### EXERCISE OBJECTIVE:
Rewrite all of the data below, putting "pin" wherever "marker" appears and leaving everything else untouched.

### INPUT ROWS:

═══

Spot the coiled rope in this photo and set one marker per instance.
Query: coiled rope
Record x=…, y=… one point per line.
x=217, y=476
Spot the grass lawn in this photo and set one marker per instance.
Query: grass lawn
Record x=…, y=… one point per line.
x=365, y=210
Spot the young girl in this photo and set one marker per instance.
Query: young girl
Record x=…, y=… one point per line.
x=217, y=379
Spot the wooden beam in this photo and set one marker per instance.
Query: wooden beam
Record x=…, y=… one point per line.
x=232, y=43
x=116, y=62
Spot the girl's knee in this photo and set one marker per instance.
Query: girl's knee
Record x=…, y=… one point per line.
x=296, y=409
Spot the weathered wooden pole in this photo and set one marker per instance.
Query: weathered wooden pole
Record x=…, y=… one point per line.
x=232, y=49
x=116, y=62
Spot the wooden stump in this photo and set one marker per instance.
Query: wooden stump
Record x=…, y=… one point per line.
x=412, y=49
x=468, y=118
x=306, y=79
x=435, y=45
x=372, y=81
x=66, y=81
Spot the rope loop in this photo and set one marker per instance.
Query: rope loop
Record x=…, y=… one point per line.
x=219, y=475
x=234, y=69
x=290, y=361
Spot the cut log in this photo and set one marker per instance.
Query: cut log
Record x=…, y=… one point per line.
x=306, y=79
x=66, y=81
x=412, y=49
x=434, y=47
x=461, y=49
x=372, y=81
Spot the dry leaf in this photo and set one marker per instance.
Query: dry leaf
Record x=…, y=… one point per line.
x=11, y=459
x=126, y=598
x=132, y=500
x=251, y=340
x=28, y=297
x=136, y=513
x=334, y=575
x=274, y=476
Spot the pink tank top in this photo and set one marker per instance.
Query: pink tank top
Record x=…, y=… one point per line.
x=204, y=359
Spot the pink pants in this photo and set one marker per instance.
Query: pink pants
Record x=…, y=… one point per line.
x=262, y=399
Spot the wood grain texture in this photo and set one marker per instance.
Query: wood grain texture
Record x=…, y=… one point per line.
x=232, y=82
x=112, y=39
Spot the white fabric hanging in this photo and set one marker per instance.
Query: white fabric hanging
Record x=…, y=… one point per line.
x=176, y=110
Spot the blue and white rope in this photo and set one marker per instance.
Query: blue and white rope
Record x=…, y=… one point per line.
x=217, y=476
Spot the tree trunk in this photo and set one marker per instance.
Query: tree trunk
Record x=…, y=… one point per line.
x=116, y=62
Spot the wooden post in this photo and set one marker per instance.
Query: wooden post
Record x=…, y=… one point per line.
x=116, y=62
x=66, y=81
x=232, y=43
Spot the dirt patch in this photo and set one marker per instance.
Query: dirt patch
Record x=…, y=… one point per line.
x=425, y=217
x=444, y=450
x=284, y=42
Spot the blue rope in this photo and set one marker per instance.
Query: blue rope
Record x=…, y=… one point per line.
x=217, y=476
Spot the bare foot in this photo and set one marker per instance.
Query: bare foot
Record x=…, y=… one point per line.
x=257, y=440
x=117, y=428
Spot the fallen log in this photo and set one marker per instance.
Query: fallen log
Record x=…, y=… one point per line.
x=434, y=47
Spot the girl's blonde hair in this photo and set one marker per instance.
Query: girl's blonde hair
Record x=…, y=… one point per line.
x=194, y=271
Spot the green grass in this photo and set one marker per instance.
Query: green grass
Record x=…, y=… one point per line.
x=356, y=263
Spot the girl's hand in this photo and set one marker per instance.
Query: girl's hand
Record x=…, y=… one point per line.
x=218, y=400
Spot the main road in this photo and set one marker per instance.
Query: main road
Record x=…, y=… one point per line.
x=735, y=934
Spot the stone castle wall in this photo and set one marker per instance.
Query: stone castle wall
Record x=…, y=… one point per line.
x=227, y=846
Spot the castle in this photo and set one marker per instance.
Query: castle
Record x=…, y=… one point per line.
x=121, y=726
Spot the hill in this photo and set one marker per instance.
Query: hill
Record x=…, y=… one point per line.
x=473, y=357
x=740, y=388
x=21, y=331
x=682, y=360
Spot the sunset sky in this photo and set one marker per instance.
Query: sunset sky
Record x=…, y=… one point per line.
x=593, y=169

═══

### FINAL ANSWER:
Spot the coiled rope in this photo and set one pin per instance.
Query: coiled rope
Record x=…, y=… one point per line.
x=217, y=476
Spot the grass lawn in this photo and set one pin per instance.
Query: grass lawn
Record x=…, y=… one point per line.
x=365, y=210
Spot the young girl in this photo and set one pin per instance.
Query: young girl
Record x=…, y=… one point per line.
x=217, y=379
Spot the wooden beam in this photo and set one pin per instance.
Query: wooden beam
Record x=…, y=… one point per line.
x=232, y=43
x=116, y=62
Spot the girl's knee in this photo and set one pin per instance.
Query: girl's knee
Record x=…, y=… one point per line.
x=296, y=409
Spot the weathered wooden pole in this photo and set one pin per instance.
Query: weathered wooden pole
Record x=…, y=… one point per line.
x=232, y=49
x=116, y=62
Spot the wooden stump in this photo and set one pin per instance.
Query: wooden stump
Record x=…, y=… one point per line.
x=412, y=49
x=468, y=118
x=306, y=79
x=435, y=45
x=372, y=81
x=66, y=81
Spot the rope loop in this photo and set one pin per instance.
Query: rope loop
Record x=…, y=… one point per line.
x=219, y=475
x=234, y=69
x=290, y=361
Spot the cut log in this photo and set one pin per instance.
Query: cut log
Record x=…, y=… one point per line.
x=306, y=79
x=66, y=81
x=412, y=49
x=434, y=47
x=461, y=49
x=372, y=81
Spot the dry leaf in this photo and set one pin per instance.
Query: dry leaf
Record x=…, y=… one point per line.
x=11, y=459
x=126, y=598
x=132, y=500
x=251, y=340
x=28, y=297
x=136, y=513
x=334, y=575
x=274, y=476
Spot the pink tank top in this photo and set one pin per instance.
Query: pink tank top
Record x=…, y=… one point per line.
x=204, y=359
Spot the pink pants in this photo and set one pin per instance.
Query: pink pants
Record x=…, y=… one point per line.
x=262, y=399
Spot the wood grain texture in this photo and set one pin per instance.
Query: wood grain texture
Record x=…, y=… one point per line.
x=232, y=82
x=112, y=39
Spot the white fabric hanging in this photo and set one pin per instance.
Query: white fabric hanging
Record x=…, y=… one point per line.
x=176, y=110
Spot the blue and white rope in this photo and set one pin per instance.
Query: blue and white rope
Record x=…, y=… one point per line.
x=217, y=476
Spot the tree trunk in this photo and set one pin per instance.
Query: tree trunk
Record x=…, y=… one point per line.
x=116, y=62
Spot the wooden post in this photo and set one pin per instance.
Query: wooden post
Record x=…, y=… one point per line.
x=116, y=62
x=66, y=81
x=232, y=43
Spot the dirt patch in this photo and set one pin per instance.
Query: dirt patch
Record x=…, y=… one point per line.
x=425, y=217
x=444, y=450
x=284, y=42
Spot the blue rope in this photo and set one pin per instance.
Query: blue rope
Record x=…, y=… one point per line.
x=217, y=476
Spot the bare foot in this photo and set one pin per instance.
Query: bare foot
Record x=…, y=… one point per line.
x=257, y=440
x=117, y=428
Spot the fallen log in this photo and set one pin per instance.
Query: fallen log
Record x=…, y=… one point per line.
x=434, y=47
Spot the girl's blonde hair in this photo and set one pin per instance.
Query: girl's blonde hair
Record x=…, y=… one point per line.
x=194, y=271
Spot the green grass in this photo and set one pin per instance.
Query: green grass
Record x=…, y=… one point per line.
x=356, y=263
Spot the girl's hand in this photo and set one pin per instance.
Query: girl's hand
Record x=…, y=… one point per line.
x=218, y=400
Spot the main road in this photo and set one pin per instance.
Query: main road
Record x=…, y=… one point per line.
x=735, y=934
Spot the stone castle wall in this photo and set one pin per instance.
Query: stone castle wall
Record x=…, y=… one point per line.
x=227, y=846
Spot the castle in this photo and set one pin per instance.
Query: castle
Record x=…, y=… one point per line.
x=121, y=726
Spot the hill in this photo and set one pin per instance.
Query: hill
Record x=…, y=… one point per line.
x=473, y=357
x=740, y=388
x=21, y=331
x=682, y=360
Spot the sunset sky in this photo and set one pin per instance.
Query: sunset sky
Record x=…, y=… one point per line.
x=593, y=169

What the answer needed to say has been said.